• What you are asked to do
Copy out each line of the entries below that contains the string "chair", and report them in their original order.

— start —

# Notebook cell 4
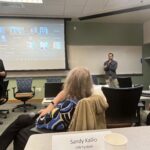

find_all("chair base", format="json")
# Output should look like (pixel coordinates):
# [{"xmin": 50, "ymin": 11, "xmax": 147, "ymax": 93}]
[
  {"xmin": 12, "ymin": 104, "xmax": 36, "ymax": 112},
  {"xmin": 0, "ymin": 109, "xmax": 9, "ymax": 118}
]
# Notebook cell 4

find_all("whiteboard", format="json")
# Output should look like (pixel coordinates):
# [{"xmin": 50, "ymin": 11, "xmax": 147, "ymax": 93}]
[{"xmin": 68, "ymin": 45, "xmax": 142, "ymax": 75}]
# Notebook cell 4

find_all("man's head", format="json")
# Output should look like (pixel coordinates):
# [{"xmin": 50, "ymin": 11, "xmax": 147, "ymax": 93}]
[{"xmin": 108, "ymin": 53, "xmax": 114, "ymax": 60}]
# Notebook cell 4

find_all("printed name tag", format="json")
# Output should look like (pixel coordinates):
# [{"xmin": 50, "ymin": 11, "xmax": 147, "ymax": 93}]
[{"xmin": 52, "ymin": 131, "xmax": 111, "ymax": 150}]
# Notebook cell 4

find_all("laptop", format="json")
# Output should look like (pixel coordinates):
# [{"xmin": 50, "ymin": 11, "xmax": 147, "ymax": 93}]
[{"xmin": 42, "ymin": 82, "xmax": 63, "ymax": 103}]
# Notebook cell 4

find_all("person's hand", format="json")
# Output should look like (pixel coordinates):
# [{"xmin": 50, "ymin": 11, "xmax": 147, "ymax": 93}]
[{"xmin": 38, "ymin": 108, "xmax": 50, "ymax": 117}]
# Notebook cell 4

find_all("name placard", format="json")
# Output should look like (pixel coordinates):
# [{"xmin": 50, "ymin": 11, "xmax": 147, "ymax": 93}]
[{"xmin": 52, "ymin": 131, "xmax": 111, "ymax": 150}]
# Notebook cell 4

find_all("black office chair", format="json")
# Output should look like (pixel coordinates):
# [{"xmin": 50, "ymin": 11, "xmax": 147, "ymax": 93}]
[
  {"xmin": 0, "ymin": 79, "xmax": 9, "ymax": 118},
  {"xmin": 117, "ymin": 77, "xmax": 132, "ymax": 88},
  {"xmin": 102, "ymin": 86, "xmax": 143, "ymax": 128},
  {"xmin": 12, "ymin": 78, "xmax": 36, "ymax": 112}
]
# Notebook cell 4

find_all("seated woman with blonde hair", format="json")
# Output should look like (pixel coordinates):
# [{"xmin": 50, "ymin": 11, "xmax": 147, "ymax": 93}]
[{"xmin": 0, "ymin": 67, "xmax": 108, "ymax": 150}]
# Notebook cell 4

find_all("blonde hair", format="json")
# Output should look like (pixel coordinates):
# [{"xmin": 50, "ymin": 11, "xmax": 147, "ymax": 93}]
[{"xmin": 64, "ymin": 67, "xmax": 93, "ymax": 100}]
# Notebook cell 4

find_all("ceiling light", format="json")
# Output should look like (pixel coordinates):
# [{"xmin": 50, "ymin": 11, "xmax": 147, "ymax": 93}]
[{"xmin": 0, "ymin": 0, "xmax": 43, "ymax": 4}]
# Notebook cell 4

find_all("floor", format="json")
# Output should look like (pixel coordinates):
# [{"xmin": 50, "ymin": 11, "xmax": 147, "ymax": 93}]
[{"xmin": 0, "ymin": 102, "xmax": 43, "ymax": 150}]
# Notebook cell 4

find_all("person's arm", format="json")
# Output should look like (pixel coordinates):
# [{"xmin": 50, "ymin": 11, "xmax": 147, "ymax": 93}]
[{"xmin": 39, "ymin": 91, "xmax": 66, "ymax": 116}]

— end —

• Output for this task
find_all("chair base", format="json")
find_all("black office chair", format="json")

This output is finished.